- _Document section_:
(begin)
New-AzBatchAccount cmdlet to create an Azure Batch account (or) Azure portal to create the Azure Batch account using Azure portal. See Using PowerShell to manage Azure Batch Account article for detailed instructions on using the cmdlet.
New-AzBatchPool cmdlet to create an Azure Batch pool.

Important

When creating a new Azure Batch pool, ‘VirtualMachineConfiguration’ must be used and NOT ‘CloudServiceConfiguration'. For more details refer Azure Batch Pool migration guidance.

Example

{
    "name": "AzureBatchLinkedService",
    "properties": {
      "type": "AzureBatch",
      "typeProperties": {
        "accountName": "batchaccount",
        "accessKey": {
          "type": "SecureString",
          "value": "access key"
        },
        "batchUri": "https://batchaccount.region.batch.azure.com",
        "poolName": "poolname",
        "linkedServiceName": {
          "referenceName": "StorageLinkedService",
          "type": "LinkedServiceReference"
        }
      },
      "connectVia": {
        "referenceName": "<name of Integration Runtime>",
        "type": "IntegrationRuntimeReference"
(end)
- _Point-based annotation data_:
(begin)
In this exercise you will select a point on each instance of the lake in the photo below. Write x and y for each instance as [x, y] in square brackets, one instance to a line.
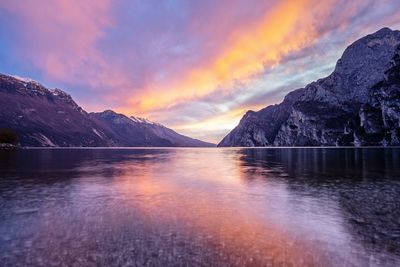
[200, 207]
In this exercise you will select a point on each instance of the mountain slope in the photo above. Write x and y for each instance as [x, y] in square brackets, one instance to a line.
[50, 117]
[357, 105]
[144, 131]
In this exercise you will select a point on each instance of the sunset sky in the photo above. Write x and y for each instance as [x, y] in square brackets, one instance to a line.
[195, 66]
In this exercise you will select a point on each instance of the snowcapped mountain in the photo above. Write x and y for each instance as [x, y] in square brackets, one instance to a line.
[50, 117]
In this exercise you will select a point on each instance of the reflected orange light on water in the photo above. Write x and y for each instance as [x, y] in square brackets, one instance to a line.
[216, 215]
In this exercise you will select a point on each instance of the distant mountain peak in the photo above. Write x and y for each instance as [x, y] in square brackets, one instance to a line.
[357, 105]
[50, 117]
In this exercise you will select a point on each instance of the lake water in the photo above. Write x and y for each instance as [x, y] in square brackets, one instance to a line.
[206, 206]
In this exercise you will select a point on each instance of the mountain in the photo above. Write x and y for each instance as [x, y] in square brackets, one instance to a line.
[357, 105]
[50, 117]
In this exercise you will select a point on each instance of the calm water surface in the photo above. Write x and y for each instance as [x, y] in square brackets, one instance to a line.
[207, 207]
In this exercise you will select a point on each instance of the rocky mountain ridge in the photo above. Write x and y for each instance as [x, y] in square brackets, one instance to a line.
[50, 117]
[357, 105]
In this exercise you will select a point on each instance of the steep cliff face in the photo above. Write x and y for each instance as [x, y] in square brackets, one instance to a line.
[358, 104]
[50, 117]
[43, 117]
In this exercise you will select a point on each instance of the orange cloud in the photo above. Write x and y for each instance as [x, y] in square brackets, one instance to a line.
[285, 29]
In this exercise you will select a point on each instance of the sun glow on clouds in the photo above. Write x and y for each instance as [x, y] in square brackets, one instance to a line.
[250, 50]
[196, 66]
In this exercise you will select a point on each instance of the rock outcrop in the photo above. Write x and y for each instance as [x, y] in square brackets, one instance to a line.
[357, 105]
[50, 117]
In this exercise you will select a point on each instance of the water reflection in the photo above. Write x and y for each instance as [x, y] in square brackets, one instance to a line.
[299, 207]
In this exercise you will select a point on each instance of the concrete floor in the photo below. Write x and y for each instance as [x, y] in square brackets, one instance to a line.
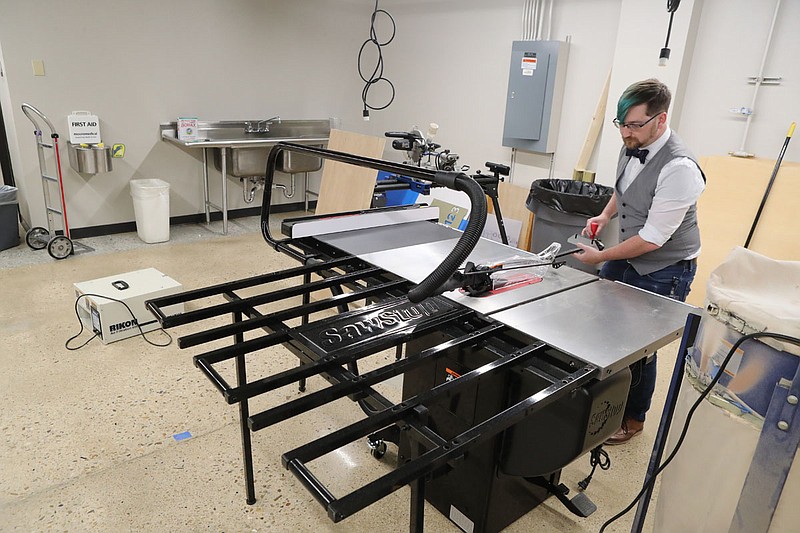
[87, 439]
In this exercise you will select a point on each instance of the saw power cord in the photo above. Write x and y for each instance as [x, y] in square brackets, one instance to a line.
[649, 483]
[377, 73]
[597, 457]
[96, 334]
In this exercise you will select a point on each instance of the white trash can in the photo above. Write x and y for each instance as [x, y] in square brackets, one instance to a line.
[151, 208]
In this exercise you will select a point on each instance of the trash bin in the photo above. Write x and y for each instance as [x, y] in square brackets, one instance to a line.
[562, 207]
[151, 208]
[9, 224]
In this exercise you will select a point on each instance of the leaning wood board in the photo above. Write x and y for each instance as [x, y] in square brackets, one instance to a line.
[727, 207]
[512, 206]
[346, 187]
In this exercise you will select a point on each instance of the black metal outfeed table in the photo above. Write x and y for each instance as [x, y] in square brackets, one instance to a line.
[486, 381]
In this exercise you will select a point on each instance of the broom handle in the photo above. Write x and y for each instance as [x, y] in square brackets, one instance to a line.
[769, 187]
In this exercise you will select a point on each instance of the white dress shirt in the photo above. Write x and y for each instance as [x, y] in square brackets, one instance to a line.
[679, 185]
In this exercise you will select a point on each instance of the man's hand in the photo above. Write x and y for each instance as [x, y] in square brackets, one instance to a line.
[601, 221]
[590, 255]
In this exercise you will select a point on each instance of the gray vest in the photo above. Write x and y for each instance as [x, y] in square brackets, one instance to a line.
[634, 205]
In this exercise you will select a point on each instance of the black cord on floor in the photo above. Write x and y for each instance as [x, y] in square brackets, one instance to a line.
[649, 483]
[133, 316]
[377, 73]
[597, 457]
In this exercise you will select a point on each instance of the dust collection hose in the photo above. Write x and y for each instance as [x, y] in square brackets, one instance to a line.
[453, 180]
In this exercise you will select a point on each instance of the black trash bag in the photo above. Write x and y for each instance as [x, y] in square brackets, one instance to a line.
[569, 196]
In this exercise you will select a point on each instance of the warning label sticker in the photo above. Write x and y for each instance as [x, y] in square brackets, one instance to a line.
[529, 62]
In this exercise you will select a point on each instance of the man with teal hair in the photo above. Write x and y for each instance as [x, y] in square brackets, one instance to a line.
[657, 187]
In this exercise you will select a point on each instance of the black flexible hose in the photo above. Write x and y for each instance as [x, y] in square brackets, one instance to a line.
[472, 233]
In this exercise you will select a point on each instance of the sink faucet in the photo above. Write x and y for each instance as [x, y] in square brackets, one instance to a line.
[260, 126]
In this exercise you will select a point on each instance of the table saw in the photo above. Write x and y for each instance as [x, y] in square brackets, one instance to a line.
[499, 391]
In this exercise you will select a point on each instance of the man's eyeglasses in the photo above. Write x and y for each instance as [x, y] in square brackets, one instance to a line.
[633, 126]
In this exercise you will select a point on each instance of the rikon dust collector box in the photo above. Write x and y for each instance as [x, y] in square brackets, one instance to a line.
[113, 307]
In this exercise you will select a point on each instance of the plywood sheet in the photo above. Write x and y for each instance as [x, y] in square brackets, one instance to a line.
[512, 206]
[346, 187]
[727, 208]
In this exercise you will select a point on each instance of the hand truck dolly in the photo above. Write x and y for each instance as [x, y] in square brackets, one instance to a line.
[58, 246]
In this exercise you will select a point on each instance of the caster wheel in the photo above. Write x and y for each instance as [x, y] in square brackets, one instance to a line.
[37, 238]
[378, 449]
[60, 247]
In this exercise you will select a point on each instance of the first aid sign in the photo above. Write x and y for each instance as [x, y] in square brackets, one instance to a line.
[83, 128]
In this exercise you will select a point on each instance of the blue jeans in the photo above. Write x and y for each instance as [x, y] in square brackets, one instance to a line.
[674, 281]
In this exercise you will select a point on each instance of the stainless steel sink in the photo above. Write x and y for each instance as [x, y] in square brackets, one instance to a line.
[245, 154]
[246, 162]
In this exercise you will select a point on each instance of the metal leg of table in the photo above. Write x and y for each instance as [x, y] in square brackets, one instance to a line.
[244, 414]
[306, 300]
[416, 521]
[205, 186]
[224, 192]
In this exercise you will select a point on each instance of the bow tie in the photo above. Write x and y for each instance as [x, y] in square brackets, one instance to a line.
[636, 152]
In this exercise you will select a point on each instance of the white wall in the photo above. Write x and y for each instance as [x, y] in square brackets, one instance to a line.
[137, 64]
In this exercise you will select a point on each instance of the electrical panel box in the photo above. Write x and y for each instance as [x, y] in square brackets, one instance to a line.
[113, 307]
[535, 92]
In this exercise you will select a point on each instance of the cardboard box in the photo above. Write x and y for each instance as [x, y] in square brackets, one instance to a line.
[101, 310]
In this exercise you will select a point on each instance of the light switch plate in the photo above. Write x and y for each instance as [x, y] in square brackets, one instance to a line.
(end)
- _To do_:
Continue the Azure Batch linked service document from where it stops.

- _Answer to this exercise_:
      }
    }
  }

Properties

Property	Description	Required
type	The type property should be set to AzureBatch.	Yes
accountName	Name of the Azure Batch account.	Yes
accessKey	Access key for the Azure Batch account.	Yes
batchUri	URL to your Azure Batch account, in format of https://batchaccountname.region.batch.azure.com.	Yes
poolName	Name of the pool of virtual machines.	Yes
linkedServiceName	Name of the Azure Storage linked service associated with this Azure Batch linked service. This linked service is used for staging files required to run the activity.	Yes
connectVia	The Integration Runtime to be used to dispatch the activities to this linked service. You can use Azure Integration Runtime or Self-hosted Integration Runtime. If not specified, it uses the default Azure Integration Runtime.	No

Machine Learning Studio (classic) linked service

Important

Support for Azure Machine Learning Studio (classic) will end on August 31, 2024. We recommend that you transition to Azure Machine Learning by that date.

Machine Learning Studio (classic) documentation is being retired and might not be updated in the future.

You create a Machine Learning Studio (classic) linked service to register a Machine Learning Studio (classic) batch scoring endpoint to a data factory or Synapse workspace.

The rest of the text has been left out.